## Begin Source text

I was sixteen with a barely-two-week old driver's license. My parents were in Israel and I was staying with a pastor and his family in a rural town about two hours from home. We had all gone over to one of the deacon's house for dinner except for Doug, the pastor's son. He was at the ball field, just a mile or so away, when the rain started.
Pastor A. tossed me his keys as we were seated in the living room. Laughingly, he said that he didn't want to go out in the rain, and asked if I would take the wagon and run to the ball field to pick up Doug.
Excited to practice driving, but a little nervous about my ‘skills-minus-experience', I grabbed my jacket and headed out the door. There is one thing you must understand: I was a shy, quiet, sixteen year old. The daughter of a pastor/Greek and Hebrew professor, known only as ‘Miss Holier than Thou' or ‘Miss Goody Two Shoes' to the graduating class of my high school. I was the first person to graduate a year early in my school, and study and grades had consumed me.
There probably wasn't a bone defined as ‘reckless' in my entire body. I knew nothing about looking for ‘thrills' or ‘living on the edge'. I am absolutely sure that as I backed slowly out of the driveway that raining night, I considered it more of a responsibility or a thing of service and obedience…right up to the second that I backed the new station wagon bumper dead center into a large, immovable tree trunk.
I froze! What should I do? I was sitting just a few feet from the end of the drive way. If I went back now, I'd have to back out again, or admit I could not do it, and send Pastor A. I pulled slightly ahead, righted my angle, and finished backing out onto the dirt road. I drove straight to the grocery store, next to the ball park. I parked under the lights and got out to check the damage.

## End Source text
## Begin Supplied data

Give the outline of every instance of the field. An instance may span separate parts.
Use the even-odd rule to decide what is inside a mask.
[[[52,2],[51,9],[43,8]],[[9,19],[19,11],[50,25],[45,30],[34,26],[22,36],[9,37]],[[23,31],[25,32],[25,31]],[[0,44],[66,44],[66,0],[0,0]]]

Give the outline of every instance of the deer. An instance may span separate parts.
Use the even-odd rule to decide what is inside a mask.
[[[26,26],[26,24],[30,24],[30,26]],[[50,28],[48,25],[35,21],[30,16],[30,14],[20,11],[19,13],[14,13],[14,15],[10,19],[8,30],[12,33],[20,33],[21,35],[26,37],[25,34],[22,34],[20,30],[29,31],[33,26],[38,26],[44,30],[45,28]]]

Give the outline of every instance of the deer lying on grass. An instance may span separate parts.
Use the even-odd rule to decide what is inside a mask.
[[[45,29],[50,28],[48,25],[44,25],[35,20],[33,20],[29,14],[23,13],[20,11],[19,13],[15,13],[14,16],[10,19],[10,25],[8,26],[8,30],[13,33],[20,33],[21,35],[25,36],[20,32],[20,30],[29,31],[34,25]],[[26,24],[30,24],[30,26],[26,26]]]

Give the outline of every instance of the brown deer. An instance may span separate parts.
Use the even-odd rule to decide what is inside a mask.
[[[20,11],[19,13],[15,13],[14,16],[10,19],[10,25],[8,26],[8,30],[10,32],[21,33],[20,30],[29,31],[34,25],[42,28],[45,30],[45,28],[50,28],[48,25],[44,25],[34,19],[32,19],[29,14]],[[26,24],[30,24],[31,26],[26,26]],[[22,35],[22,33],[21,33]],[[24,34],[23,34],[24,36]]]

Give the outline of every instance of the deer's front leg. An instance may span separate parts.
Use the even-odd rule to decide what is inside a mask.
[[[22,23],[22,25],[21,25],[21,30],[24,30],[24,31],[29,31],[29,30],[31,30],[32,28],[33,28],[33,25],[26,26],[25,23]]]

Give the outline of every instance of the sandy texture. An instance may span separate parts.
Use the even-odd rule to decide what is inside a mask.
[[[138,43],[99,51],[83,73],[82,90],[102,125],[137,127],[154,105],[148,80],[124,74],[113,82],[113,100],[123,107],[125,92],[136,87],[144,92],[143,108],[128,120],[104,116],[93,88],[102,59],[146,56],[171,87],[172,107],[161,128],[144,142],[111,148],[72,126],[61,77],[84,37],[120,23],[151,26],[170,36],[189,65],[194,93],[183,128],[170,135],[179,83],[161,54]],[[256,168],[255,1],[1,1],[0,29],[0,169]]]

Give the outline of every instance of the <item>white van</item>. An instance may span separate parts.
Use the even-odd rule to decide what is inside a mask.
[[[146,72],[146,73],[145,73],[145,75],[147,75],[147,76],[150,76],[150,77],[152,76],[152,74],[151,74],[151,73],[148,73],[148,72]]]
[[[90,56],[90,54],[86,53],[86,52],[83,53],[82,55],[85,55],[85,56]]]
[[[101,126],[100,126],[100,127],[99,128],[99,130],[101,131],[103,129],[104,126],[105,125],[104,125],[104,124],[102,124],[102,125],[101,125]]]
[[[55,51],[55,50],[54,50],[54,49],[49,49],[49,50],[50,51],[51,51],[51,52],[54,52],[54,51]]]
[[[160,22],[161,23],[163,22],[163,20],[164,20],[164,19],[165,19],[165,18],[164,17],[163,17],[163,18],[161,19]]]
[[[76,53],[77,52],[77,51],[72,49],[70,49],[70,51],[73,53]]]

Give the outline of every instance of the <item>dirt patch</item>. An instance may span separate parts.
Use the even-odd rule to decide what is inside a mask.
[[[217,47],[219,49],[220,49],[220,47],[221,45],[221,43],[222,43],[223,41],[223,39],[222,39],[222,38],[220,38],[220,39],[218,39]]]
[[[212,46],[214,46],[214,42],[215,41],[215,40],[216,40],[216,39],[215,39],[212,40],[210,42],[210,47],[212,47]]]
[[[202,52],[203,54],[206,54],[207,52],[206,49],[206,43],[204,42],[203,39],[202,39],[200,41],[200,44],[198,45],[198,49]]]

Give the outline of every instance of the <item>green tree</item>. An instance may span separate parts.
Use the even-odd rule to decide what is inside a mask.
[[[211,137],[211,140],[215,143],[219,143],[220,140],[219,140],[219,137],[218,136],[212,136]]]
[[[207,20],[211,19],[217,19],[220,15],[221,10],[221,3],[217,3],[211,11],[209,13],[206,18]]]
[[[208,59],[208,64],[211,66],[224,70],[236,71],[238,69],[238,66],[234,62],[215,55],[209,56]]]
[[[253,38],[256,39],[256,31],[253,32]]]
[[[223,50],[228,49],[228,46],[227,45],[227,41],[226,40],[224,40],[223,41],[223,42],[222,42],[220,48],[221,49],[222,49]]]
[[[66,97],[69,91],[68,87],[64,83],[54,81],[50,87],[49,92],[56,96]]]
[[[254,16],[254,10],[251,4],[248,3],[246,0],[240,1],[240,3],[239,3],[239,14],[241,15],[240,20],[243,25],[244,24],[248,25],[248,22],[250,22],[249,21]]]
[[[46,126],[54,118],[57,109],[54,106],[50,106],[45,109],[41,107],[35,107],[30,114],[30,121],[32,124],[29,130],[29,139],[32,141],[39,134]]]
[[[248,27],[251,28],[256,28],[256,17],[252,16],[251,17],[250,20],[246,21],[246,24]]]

## End Supplied data

Things to do:
1. Where were the narrator's parents during the rainy-night drive described in the source text?
2. Reproduce the records between the lines holding "Give the outline of every instance of the sandy" and "[[[76,53],[77,52],[77,51],[72,49],[70,49],[70,51],[73,53]]]", inclusive, requests and all, with each coordinate in the answers multiplied by 2.05 and rounded to a whole number, halves rounding up. Give only those lines.

Per-task outputs:
1. In Israel.

2.
Give the outline of every instance of the sandy texture. An instance may span separate parts.
Use the even-odd rule to decide what is inside a mask.
[[[283,88],[203,105],[170,150],[168,185],[209,256],[281,260],[316,215],[303,164],[254,152],[232,168],[232,205],[252,219],[256,189],[279,178],[295,189],[293,221],[262,246],[213,238],[191,180],[209,121],[299,115],[351,178],[353,219],[330,262],[295,291],[228,303],[148,258],[125,158],[172,76],[246,47],[310,53],[349,74],[387,133],[398,191],[375,262],[349,277],[367,170],[330,111]],[[525,344],[523,2],[2,2],[0,59],[0,346]]]

Give the outline of every instance of the <item>white van</item>. An instance may span separate parts.
Use the even-odd rule to decide what is inside a mask.
[[[299,148],[299,150],[297,150],[297,154],[301,154],[301,156],[308,156],[308,158],[312,156],[312,152],[310,152],[310,150],[303,150],[303,148]]]
[[[185,115],[185,111],[176,109],[176,107],[170,109],[168,113],[174,113],[174,115]]]
[[[207,258],[205,258],[205,260],[203,262],[203,267],[207,269],[211,264],[213,258],[215,256],[213,256],[213,254],[209,254],[209,256],[207,256]]]
[[[113,105],[113,103],[111,103],[111,100],[100,100],[100,103],[103,105],[105,105],[105,107],[111,107],[111,105]]]
[[[328,45],[330,47],[334,45],[334,41],[336,41],[336,39],[338,39],[338,37],[336,35],[334,35],[334,37],[330,39]]]
[[[156,109],[158,107],[158,105],[148,100],[144,100],[144,105],[150,109]]]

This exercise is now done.